- **REQUIRED WORK**:
Two lines in the listing below mark the span: one contains "fabric, with integer pixel coordinates." and one contains "emblem, with integer pixel coordinates.". Reproduce both of them and everything between, exactly.

- **DATA UNDER STUDY**:
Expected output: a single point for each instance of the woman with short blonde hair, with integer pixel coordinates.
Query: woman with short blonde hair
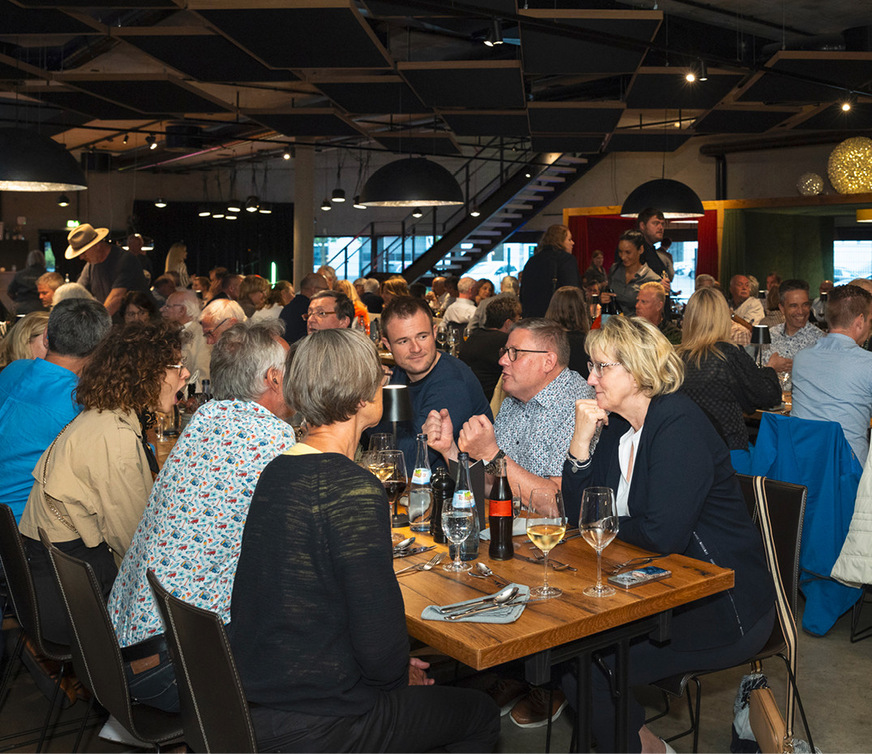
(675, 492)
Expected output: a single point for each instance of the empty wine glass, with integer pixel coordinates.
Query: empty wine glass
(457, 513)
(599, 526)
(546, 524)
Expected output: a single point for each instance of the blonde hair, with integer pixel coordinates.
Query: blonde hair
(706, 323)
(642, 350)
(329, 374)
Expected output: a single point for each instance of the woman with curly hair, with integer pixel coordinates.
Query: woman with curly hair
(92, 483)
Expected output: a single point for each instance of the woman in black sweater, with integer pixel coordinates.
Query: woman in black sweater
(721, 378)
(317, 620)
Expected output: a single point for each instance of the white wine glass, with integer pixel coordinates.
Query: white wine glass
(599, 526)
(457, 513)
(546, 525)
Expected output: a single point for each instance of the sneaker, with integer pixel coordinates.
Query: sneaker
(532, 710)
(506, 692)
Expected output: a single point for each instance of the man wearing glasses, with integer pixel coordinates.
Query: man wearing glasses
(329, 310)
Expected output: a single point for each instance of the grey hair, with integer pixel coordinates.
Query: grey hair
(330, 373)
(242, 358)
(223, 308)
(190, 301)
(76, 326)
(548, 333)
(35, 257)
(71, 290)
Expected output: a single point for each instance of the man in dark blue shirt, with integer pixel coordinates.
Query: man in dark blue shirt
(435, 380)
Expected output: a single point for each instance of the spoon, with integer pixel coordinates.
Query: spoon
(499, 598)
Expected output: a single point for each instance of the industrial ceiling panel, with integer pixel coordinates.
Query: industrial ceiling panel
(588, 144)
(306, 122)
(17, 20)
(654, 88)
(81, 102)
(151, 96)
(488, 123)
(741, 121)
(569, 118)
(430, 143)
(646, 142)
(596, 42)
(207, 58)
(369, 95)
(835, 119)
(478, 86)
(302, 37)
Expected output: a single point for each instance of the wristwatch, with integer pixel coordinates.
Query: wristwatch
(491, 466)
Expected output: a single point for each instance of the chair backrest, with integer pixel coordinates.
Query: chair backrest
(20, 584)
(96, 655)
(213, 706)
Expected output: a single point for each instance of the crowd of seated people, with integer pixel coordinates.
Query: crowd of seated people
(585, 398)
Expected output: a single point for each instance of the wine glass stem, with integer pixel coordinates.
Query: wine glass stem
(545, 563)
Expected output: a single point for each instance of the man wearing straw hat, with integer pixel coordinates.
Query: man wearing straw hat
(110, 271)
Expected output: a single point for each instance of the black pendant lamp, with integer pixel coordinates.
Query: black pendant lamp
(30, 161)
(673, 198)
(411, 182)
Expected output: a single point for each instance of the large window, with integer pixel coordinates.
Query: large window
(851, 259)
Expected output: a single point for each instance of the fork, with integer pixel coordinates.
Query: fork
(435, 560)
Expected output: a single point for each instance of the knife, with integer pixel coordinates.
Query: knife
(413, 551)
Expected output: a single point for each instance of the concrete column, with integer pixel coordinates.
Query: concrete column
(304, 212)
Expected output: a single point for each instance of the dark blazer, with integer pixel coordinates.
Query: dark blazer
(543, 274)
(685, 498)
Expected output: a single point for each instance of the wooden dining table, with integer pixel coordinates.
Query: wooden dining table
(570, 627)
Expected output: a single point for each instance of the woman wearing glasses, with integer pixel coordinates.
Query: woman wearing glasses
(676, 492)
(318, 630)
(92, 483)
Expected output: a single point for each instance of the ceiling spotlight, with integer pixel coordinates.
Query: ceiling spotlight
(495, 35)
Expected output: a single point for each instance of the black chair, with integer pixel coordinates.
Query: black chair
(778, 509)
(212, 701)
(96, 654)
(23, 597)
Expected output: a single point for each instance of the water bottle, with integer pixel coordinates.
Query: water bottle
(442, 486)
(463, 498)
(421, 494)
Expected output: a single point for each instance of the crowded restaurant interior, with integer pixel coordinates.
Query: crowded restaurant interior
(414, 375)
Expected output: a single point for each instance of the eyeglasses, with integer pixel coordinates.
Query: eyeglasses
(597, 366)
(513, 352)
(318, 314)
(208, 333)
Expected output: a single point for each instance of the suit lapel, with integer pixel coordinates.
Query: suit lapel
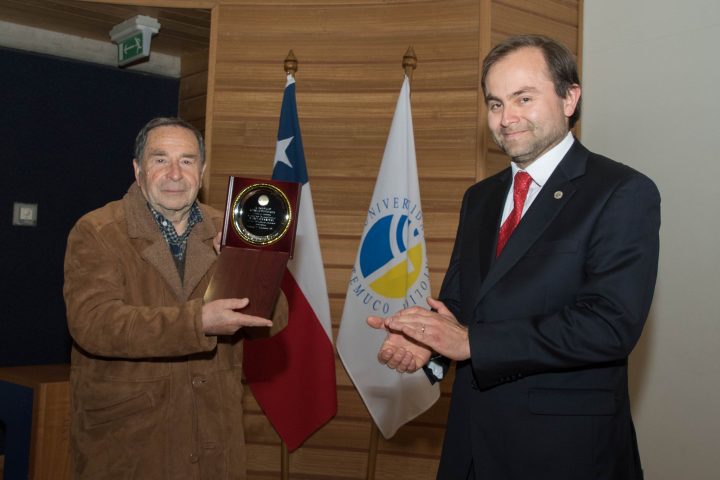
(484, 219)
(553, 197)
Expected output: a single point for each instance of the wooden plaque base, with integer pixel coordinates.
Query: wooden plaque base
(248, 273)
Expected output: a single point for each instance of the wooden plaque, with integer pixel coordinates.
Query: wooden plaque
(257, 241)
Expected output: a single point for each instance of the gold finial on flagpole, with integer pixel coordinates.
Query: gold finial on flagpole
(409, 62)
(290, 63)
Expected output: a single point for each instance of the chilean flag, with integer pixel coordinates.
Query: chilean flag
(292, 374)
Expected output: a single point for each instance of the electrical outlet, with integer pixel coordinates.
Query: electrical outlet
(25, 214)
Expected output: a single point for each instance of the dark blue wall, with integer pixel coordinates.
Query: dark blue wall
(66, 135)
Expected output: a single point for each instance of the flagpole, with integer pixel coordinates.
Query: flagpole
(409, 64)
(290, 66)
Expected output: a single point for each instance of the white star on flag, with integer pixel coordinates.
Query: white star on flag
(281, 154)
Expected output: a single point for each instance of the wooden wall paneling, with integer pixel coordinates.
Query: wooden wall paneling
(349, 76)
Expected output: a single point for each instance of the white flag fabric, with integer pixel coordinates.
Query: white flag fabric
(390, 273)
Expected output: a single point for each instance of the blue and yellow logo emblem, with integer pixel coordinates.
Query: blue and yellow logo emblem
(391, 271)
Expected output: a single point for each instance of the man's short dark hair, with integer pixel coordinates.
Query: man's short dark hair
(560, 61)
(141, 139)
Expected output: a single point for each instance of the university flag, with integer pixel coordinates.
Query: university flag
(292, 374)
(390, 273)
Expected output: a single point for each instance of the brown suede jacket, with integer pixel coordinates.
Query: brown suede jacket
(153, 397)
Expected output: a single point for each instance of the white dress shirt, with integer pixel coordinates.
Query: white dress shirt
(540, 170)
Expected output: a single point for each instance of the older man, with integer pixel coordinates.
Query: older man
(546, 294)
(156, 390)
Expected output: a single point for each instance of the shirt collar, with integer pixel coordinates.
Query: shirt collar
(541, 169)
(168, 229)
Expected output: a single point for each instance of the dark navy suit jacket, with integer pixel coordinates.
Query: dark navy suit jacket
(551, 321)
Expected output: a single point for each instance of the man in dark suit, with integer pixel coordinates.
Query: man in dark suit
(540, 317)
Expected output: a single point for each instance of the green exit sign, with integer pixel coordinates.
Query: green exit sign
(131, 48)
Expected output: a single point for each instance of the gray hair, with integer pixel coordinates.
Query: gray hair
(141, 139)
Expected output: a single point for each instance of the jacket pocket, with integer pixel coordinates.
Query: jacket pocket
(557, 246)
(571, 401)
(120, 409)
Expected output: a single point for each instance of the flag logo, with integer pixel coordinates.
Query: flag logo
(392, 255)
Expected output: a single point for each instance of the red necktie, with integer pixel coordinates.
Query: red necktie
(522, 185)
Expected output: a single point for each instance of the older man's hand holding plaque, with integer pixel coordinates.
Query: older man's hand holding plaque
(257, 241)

---

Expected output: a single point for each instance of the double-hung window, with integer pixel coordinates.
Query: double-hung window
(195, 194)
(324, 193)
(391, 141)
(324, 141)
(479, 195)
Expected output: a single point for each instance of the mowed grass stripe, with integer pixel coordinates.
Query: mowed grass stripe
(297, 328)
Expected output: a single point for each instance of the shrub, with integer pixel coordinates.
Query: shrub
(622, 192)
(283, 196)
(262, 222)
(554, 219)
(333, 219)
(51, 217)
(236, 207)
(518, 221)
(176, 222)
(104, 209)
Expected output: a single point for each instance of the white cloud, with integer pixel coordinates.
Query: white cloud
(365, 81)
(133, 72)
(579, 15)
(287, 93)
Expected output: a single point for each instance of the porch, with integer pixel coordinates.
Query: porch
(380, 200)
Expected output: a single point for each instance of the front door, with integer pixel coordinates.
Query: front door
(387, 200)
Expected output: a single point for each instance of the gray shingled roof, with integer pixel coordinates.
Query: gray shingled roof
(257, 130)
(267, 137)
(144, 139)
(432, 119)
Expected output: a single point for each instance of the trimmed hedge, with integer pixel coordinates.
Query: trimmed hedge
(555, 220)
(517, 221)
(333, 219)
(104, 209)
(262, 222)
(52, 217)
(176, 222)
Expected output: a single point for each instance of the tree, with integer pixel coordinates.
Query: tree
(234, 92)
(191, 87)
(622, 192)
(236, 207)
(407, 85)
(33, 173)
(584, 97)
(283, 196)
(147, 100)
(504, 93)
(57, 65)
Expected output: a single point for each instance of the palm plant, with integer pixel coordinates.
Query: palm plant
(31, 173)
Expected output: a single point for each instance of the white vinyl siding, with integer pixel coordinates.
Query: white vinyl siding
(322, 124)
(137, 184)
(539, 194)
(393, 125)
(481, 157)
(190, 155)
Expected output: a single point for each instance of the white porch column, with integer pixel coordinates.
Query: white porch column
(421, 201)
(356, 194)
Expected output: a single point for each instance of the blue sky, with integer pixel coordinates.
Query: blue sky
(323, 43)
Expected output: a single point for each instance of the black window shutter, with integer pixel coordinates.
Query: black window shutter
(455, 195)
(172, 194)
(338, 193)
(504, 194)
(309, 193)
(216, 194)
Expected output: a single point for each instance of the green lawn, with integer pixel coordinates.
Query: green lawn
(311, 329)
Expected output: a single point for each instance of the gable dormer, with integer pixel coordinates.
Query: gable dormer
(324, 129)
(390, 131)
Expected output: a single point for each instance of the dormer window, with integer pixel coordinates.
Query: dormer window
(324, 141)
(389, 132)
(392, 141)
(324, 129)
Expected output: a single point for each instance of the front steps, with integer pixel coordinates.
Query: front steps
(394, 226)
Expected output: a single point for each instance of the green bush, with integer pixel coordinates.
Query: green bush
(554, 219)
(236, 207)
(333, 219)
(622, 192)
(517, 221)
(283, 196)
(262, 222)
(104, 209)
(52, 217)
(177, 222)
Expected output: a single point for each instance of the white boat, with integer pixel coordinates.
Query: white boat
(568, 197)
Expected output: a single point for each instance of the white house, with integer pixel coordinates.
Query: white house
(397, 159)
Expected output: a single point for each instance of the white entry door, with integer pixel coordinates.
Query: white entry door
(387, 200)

- **EXERCISE ANSWER**:
Expected output: a single point for each instance of the white flag fabric, with integer pixel coordinates.
Query: white flag fabric
(390, 273)
Expected output: a single point for each instance of the blue and yellow logo emblem, with integer pixel coordinates.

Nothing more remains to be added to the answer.